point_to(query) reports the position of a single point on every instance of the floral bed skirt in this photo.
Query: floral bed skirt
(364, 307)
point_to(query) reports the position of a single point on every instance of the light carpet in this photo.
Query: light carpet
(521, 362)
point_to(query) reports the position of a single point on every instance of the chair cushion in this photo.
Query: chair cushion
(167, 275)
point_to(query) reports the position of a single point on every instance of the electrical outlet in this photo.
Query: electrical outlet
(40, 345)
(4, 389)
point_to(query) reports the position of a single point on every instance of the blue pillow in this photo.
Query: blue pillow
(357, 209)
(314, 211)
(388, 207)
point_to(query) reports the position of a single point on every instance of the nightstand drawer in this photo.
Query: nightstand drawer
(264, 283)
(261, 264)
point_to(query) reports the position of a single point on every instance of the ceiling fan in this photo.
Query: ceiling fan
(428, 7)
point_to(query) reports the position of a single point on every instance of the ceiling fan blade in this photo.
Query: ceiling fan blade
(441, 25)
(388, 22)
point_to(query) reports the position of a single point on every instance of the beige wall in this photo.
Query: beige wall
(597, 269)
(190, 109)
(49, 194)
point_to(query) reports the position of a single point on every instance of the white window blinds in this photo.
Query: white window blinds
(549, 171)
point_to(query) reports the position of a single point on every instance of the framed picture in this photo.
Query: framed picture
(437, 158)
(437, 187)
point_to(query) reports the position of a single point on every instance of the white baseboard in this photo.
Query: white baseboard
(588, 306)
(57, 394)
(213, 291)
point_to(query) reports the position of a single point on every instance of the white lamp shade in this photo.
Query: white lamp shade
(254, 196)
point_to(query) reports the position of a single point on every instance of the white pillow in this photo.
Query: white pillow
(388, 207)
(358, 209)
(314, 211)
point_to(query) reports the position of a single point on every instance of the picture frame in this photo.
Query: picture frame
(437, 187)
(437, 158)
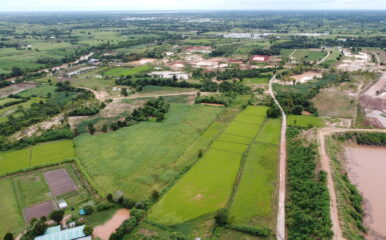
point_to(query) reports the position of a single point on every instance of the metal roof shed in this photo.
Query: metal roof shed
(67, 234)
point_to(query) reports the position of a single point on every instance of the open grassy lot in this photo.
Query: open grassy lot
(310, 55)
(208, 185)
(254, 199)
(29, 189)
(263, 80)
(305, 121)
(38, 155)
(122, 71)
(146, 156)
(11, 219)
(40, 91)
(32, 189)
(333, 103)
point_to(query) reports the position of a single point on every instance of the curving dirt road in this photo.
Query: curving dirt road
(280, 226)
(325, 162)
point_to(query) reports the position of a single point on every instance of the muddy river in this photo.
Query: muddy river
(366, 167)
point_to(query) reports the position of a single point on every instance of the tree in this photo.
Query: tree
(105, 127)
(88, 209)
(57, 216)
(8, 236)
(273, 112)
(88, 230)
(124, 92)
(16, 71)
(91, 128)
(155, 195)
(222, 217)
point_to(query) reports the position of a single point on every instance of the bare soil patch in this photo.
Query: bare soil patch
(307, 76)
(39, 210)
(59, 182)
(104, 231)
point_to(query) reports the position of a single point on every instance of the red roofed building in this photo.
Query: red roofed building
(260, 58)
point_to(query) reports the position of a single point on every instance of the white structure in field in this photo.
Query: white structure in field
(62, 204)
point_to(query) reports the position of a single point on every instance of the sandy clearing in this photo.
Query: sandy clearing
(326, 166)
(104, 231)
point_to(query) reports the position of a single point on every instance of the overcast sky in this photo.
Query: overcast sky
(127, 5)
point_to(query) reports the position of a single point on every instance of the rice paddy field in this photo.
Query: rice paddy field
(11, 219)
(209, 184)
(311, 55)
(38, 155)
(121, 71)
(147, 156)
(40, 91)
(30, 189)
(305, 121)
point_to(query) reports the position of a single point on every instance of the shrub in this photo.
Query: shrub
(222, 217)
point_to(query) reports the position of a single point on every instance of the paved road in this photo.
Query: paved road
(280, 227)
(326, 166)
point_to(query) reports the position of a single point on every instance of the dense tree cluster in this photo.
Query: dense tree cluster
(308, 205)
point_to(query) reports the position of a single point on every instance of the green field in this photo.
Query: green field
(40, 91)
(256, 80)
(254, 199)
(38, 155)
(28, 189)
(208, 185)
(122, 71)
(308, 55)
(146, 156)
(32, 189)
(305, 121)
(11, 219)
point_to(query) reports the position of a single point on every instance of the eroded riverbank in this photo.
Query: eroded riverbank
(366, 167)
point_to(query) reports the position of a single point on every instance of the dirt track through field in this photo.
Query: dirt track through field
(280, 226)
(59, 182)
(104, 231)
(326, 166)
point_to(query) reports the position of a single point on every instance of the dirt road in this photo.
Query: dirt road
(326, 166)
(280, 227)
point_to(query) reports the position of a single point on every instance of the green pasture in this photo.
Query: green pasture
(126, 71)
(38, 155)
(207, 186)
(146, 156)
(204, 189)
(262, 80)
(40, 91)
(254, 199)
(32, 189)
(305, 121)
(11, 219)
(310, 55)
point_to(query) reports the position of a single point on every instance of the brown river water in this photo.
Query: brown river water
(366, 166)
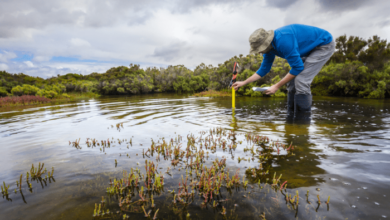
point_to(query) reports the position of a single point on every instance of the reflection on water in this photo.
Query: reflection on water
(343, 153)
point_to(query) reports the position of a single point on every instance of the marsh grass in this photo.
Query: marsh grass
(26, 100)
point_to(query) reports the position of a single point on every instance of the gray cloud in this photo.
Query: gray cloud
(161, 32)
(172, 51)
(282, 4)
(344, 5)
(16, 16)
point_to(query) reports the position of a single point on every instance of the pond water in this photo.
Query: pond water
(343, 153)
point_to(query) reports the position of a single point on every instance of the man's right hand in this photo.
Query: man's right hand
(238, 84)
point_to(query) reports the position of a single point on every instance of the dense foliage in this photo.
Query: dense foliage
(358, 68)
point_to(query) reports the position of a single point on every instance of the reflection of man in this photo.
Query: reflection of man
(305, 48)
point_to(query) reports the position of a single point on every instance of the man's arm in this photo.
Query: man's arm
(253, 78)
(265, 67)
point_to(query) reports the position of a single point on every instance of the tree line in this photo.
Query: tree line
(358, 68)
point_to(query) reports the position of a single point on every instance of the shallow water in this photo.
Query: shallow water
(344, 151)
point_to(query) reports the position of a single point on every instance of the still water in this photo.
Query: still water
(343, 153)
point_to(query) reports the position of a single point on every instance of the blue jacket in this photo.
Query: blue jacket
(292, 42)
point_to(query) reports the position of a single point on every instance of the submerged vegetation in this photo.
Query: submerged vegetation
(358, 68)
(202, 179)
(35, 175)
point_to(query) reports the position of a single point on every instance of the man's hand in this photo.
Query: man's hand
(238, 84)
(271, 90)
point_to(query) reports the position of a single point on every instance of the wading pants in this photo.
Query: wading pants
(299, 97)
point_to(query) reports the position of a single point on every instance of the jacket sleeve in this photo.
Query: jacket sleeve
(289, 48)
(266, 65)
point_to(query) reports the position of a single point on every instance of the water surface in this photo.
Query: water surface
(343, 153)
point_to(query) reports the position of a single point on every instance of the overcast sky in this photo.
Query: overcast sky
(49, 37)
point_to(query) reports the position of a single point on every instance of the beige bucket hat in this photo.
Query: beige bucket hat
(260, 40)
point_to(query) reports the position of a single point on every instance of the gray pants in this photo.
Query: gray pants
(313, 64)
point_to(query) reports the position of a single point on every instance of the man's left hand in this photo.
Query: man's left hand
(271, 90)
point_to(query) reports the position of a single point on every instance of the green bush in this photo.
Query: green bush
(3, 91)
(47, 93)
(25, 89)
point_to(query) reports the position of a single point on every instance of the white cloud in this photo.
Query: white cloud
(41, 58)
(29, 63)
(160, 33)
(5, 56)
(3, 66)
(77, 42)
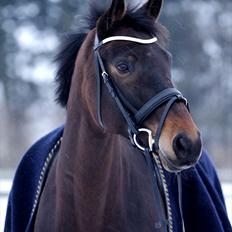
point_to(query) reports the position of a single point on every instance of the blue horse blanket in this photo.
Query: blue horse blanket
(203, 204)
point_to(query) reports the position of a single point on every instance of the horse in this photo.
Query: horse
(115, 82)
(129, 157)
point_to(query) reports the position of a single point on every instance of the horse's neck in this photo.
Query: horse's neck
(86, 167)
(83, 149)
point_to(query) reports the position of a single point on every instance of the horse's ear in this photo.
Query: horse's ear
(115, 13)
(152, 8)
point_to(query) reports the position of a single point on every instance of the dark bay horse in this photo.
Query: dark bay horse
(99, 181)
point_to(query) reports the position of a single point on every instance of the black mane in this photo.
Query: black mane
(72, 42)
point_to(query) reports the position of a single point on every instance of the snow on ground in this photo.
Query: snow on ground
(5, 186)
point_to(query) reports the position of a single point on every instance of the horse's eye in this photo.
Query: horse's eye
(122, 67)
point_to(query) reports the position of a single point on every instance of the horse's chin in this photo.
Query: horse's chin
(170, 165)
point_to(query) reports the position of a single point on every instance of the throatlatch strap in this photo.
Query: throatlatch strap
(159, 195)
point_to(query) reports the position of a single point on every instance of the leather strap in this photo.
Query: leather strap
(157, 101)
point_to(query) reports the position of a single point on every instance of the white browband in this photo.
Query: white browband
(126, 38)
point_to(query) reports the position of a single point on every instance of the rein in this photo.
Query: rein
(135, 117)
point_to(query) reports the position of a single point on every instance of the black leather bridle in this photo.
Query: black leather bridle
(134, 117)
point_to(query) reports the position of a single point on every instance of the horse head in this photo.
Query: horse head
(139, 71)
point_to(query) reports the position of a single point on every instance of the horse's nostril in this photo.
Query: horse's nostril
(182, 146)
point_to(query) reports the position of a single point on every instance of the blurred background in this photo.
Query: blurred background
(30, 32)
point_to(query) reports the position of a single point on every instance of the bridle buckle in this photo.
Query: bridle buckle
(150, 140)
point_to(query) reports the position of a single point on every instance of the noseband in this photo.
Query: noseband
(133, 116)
● ● ●
THE TASK
Using the data above, transcribe the lines that run from the line with "sleeve in this photo." to the line with "surface in this photo.", both ends kept, and output nothing else.

EXPECTED ANSWER
point_to(query) reports the position of a single point on every instance of the jacket sleeve in this photo.
Query: jacket sleeve
(289, 48)
(266, 65)
point_to(query) reports the position of a single point on every instance of the water surface in this photo.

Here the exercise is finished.